Only one stretch of the records below should be repeated. It starts with the line containing "Task: for each" and goes on through the line containing "negative clicks: (74, 198)", exactly as written.

» **INFORMATION PROVIDED**:
────────
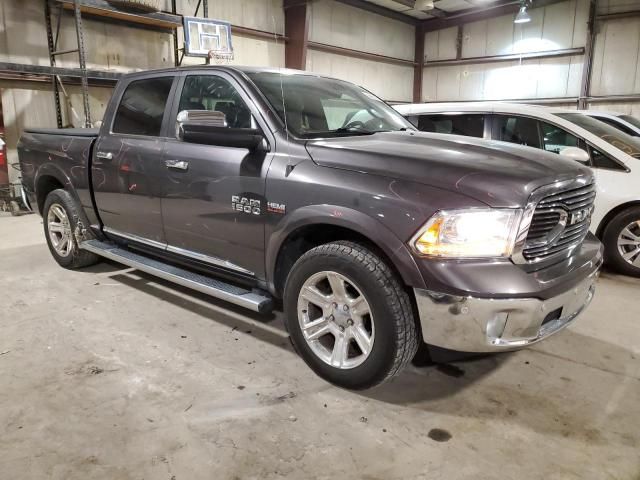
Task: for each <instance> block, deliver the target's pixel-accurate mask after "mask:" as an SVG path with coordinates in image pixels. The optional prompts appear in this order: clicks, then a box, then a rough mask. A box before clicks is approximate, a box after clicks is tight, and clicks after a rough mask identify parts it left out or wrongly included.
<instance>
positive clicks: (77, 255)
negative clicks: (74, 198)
────────
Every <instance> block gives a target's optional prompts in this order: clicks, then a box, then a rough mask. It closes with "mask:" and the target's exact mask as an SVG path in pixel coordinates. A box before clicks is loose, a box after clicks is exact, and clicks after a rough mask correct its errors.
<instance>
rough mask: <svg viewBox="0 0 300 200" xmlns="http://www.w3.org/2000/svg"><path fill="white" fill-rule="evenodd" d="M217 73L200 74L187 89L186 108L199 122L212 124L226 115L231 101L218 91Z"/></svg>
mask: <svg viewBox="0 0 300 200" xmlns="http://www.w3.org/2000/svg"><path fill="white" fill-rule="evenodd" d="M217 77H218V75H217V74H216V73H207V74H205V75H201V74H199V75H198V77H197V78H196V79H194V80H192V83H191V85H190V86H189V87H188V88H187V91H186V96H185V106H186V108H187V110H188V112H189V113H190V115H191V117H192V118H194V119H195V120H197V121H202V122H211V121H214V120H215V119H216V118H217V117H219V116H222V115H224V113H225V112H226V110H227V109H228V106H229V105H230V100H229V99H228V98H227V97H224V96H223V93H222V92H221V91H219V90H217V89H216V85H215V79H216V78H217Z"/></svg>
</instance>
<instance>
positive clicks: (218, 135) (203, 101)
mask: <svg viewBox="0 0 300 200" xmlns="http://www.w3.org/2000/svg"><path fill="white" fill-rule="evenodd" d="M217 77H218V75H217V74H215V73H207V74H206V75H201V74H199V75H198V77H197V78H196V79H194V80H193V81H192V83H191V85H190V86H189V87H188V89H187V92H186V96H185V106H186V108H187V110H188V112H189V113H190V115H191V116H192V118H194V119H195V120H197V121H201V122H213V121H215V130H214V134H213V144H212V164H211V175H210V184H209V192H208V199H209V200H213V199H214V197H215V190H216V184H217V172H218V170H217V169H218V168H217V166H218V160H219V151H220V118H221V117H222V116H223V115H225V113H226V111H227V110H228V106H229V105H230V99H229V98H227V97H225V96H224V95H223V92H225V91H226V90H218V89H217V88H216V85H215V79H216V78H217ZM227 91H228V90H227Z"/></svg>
────────
» **ANSWER SECTION**:
Task: for each <instance> block, deliver the target's pixel-accurate mask after "mask:" as an SVG path with coordinates in image pixels. The optional prompts appear in this order: clicks, then a box, then a rough mask. A box before clicks is approximate, a box after clicks is tight, and clicks after a rough mask identify parts it left out or wrongly included.
<instance>
positive clicks: (77, 255)
negative clicks: (74, 198)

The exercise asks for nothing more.